• REQUIREMENT: Rewrite the stretch of the listing from the line containing "201, row 456." through the line containing "column 97, row 48" as a numbered list, leaving out blank lines. Include both of those lines and nothing outside that stretch.

• GIVEN RECORDS:
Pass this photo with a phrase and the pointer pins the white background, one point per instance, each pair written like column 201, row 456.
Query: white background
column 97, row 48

==

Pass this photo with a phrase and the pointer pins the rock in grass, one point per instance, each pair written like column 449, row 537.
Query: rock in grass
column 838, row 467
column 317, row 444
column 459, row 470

• SOLUTION TO THIS PROBLEM:
1. Pass this photo with a phrase and the pointer pins the white background, one point per instance, each pair written like column 201, row 456.
2. Query: white background
3. column 97, row 48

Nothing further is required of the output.